** Begin PROVIDED DATA **

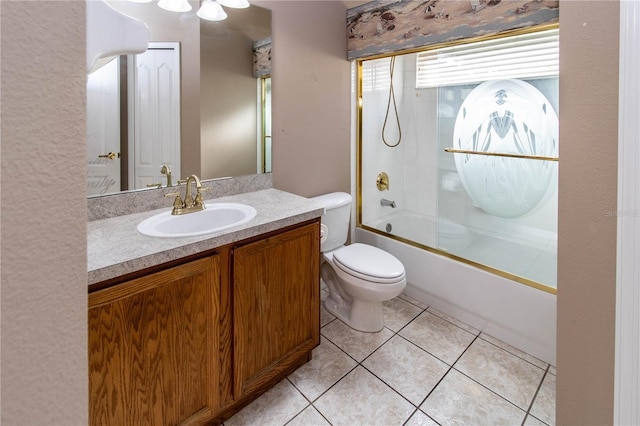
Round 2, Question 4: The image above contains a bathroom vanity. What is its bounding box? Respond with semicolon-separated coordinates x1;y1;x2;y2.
88;189;323;424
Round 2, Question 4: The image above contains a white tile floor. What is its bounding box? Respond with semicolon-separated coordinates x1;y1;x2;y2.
225;289;556;426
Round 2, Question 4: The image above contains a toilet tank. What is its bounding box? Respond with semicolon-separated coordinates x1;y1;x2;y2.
312;192;352;253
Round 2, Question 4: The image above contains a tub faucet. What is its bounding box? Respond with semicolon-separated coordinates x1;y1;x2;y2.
380;198;396;209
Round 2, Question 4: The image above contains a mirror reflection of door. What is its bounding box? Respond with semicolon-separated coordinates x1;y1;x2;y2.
87;58;120;195
128;42;180;189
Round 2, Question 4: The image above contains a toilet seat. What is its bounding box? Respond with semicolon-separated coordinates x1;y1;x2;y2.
333;243;405;284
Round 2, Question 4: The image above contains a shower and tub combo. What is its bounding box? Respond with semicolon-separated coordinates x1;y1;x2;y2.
354;29;559;364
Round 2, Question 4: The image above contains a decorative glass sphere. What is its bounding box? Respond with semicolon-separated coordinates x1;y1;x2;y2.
453;80;558;218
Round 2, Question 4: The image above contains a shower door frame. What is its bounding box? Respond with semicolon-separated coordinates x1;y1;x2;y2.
355;23;559;295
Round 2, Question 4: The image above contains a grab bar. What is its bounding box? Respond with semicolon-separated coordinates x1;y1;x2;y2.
444;148;560;161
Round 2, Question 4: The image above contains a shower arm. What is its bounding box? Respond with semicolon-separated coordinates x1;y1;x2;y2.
444;148;560;161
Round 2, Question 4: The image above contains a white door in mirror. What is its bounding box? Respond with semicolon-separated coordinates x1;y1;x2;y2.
138;203;257;238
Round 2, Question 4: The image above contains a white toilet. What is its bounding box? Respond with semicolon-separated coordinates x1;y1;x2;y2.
313;192;407;332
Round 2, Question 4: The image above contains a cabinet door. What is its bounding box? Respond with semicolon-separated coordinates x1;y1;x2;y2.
233;223;320;399
89;256;220;425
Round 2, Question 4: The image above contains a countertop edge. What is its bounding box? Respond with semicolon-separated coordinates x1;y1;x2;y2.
88;189;324;286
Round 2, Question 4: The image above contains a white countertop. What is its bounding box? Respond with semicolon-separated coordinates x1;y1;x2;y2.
87;189;324;285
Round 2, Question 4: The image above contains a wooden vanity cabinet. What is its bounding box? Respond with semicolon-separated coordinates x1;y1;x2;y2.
89;219;320;425
89;256;221;425
233;224;320;399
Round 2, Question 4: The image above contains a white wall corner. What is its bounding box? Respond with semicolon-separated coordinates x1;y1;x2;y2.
614;0;640;425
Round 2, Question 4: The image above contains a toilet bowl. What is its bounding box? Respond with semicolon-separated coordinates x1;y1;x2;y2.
314;192;407;332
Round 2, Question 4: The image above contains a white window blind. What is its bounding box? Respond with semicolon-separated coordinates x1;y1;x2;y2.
416;29;559;89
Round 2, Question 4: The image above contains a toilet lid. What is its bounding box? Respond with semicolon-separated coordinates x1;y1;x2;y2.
333;243;404;280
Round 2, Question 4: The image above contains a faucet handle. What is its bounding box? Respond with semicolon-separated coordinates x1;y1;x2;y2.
164;192;184;208
194;187;211;206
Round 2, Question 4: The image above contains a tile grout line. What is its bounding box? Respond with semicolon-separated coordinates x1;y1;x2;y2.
522;364;550;426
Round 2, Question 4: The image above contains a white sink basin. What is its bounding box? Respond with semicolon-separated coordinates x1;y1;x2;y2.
138;203;256;238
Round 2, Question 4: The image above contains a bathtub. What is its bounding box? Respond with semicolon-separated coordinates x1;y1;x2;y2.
353;212;556;365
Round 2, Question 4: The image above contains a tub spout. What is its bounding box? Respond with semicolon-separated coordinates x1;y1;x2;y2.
380;198;396;209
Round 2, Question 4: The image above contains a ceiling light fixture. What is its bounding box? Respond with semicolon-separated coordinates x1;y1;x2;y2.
158;0;191;12
217;0;250;9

** End PROVIDED DATA **

** WHAT YOU WILL DO **
Please rewrite all of the material above, replacing "bounding box" with "enclosing rectangle" and changing nothing else. Leave the pictures out of your version.

** ANSWER TO THIS TASK **
Round 2, Question 4: The image above contains a bathroom vanity. What is its enclosing rectangle? Respond with semicolon-separated coordinates x1;y1;x2;y2.
88;189;323;424
Round 2, Question 4: The image above contains a white tile floor. What is its enclosing rectangle? Respond with semicolon-separated coordinates x1;y1;x2;y2.
225;289;556;426
Round 2, Question 4: The image above contains a toilet tank. What is its enclosing rectangle? Respond with semicolon-separated coordinates x1;y1;x2;y2.
312;192;352;253
Round 2, Question 4: The image above contains a tub faucet. What is its enclosing rectangle? Respond with semicolon-separated coordinates x1;y1;x2;y2.
380;198;396;209
Round 2, Question 4: The image above contains a mirror reflection of door. What is its enclosing rectangle? Respond with semicolon-separated coordinates x1;y1;x2;y2.
87;58;120;195
128;42;180;189
Round 2, Question 4: The image above contains a toilet seat. What is its enclosing rectangle? Respond with semicolon-separated coordinates x1;y1;x2;y2.
333;243;405;284
Round 2, Question 4: The image above contains a shower and tub combo. What is its enclosing rectangle? Respond with semicolon-separated coordinates x1;y1;x2;y2.
354;29;559;364
Round 2, Question 4: The image above contains a decorative glass sphere. What is its enclosing rectangle? Respond with semicolon-separated coordinates x1;y1;x2;y2.
453;80;558;218
Round 2, Question 4: The image above contains a shower door frame. What is its enclosing rectangle? Respond with semicolon-separated coordinates x1;y1;x2;y2.
355;23;559;295
Round 2, Question 4: The image above contains a grab bar. What is its enclosing rectangle? Respond with semicolon-separated coordinates x1;y1;x2;y2.
444;148;560;161
Round 2, Question 4: The image above contains a shower arm. What is its enclosing rectangle? Respond with semicolon-separated coordinates x1;y1;x2;y2.
444;148;560;161
Round 2, Question 4: The image above contains a white door in mirror. What is its enclosing rectangle? Respond with semicolon-separated coordinates x1;y1;x2;y2.
138;203;257;238
Round 2, Question 4: The image above contains a white toilet. What is its enclosing rectangle? Respond with semicolon-separated coordinates x1;y1;x2;y2.
313;192;407;332
Round 2, Question 4: The image above contains a cabinet door. What is its enclosing rectangle? Respond with semicolon-separated coordinates x1;y1;x2;y2.
233;223;320;399
89;256;220;425
Round 2, Question 4: The image above contains a countertop edge. What is its enclosing rectangle? Respond with semicolon-separated coordinates x1;y1;x2;y2.
88;189;324;286
Round 2, Question 4: The image above contains a white countertop. What is its enclosing rectangle? Respond with semicolon-separated coordinates x1;y1;x2;y2.
87;189;324;285
Round 2, Question 4: The image above contains a wooden vanity cabinet. What is its enclosing rectangle? Respond with semicolon-separated coordinates x1;y1;x2;y2.
89;219;320;425
89;256;221;425
233;224;320;399
Round 2, Question 4: The image above contains a white wall corner. What is its enclosing rectangle? Respond with semicolon-separated coordinates x1;y1;x2;y2.
614;0;640;425
Round 2, Question 4: The image above contains a toilet bowl. What is its enclosing rectangle? Respond with semicolon-separated coordinates x1;y1;x2;y2.
314;192;407;332
Round 2, Question 4: The image above contains a white window blind. What is its enclosing rectangle? Respond with semicolon-separated coordinates x1;y1;x2;y2.
416;29;559;89
Round 2, Question 4: The image above contains a toilet lid. What is its enclosing rectangle? Respond with semicolon-separated coordinates x1;y1;x2;y2.
333;243;404;280
Round 2, Question 4: The image above contains a faucet handle. What is its enclosing rectangle? Respond with semicolon-separated coordinates x1;y1;x2;y2.
164;192;184;208
194;187;211;206
Round 2, Question 4: The image above contains a tile grout line. What is its enclosing rectangle? Respond with semicolon-separated coordinates x1;y1;x2;y2.
522;364;550;426
Round 2, Question 4: The image above contains a white sink basin. What is its enclosing rectangle? Respond with semicolon-separated coordinates x1;y1;x2;y2.
138;203;256;238
Round 2, Question 4: The image above contains a bathtub. What is its enclosing rectangle? Respond with semicolon-separated coordinates x1;y1;x2;y2.
353;212;556;365
Round 2, Question 4: The image above contains a tub spout. What is its enclosing rectangle? Respond with semicolon-separated coordinates x1;y1;x2;y2.
380;198;396;209
Round 2, Question 4: The image above contains a ceiling light fixture. What is its enclosing rectangle? Respond with semicolon-separated coordinates x1;y1;x2;y2.
158;0;191;12
217;0;250;9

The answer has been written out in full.